TEXT PROVIDED:

────────

## andrew hunt, david thomas ### addison-wesley, 1999
summary
this is largely a book about the realities of being a programmer in a working-environment (mostly a business, profit-oriented one). still, it’s a well-rounded view of the life of software developers , and a series of heuristics which aren’t quite worried with the aesthetics/details of it, but rather with due process.
state that programming is a craft, and is about doing, not theories
programmer = listener (capture elusive requirements) + advisor + interpreter (express them so that the machine can do them justice) + dictator
this book is very much about the craft of programming (or so it claims) - early adopter/fast adapter (experience) - inquisitive (ask questions) - critical thinker (cf. above) - realistic - jack of all trades
even in business/corporate development, even in large teams, there is room for individuality. they claim that engineering and craftsmanship can coexist, this is visible in how emotional they are when talking about tools (p. 96, chap. 3)
kaizen: continuously making small improvements
yet another mention of the broken windows, coming from the fact that there is software that is just good enough (anti-craftsmanship?)

────────

DIRECTION:
Extend the reading notes above on programming as a craft, starting after the remark about broken windows.

DATA BLOCK:
────────

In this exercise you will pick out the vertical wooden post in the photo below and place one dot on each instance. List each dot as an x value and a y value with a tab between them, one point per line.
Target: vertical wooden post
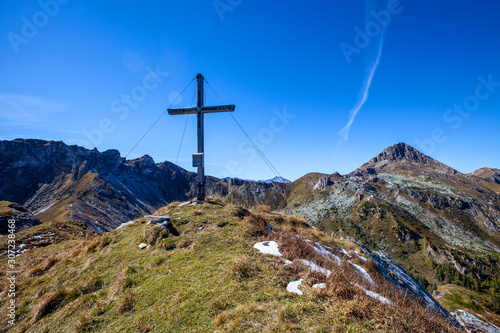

────────

EXERCISE OUTPUT:
“don’t spoil a perfectly good program by overembellishment and over-refinement”
so it looks like the DRY acronym has been first presented in this book?
“no point in duplicating a comment in header and implementation files. put the comment on interface issues in the header file, and put the comment on details, nitty-gritty comment in the implementation files”
the trick is always about localization.
java
, c++
allow for accessor functions (e.g. getX(){ return x};
)
Yourdon and Constantine call the value of cohesion (self-contained, independent, single-clear-purpose)
no unknowns
no global data
plain-text: “human-readable forms of data will outlive all other forms of data and the applications that created them” > difference between human-readable and human-understandable
the IDE is still important as a tool, and def has an impact on style and aesthetics (auto-formatting)
liskov principle: “subclasses must be usable through the base class interface without the need for the user to know the difference”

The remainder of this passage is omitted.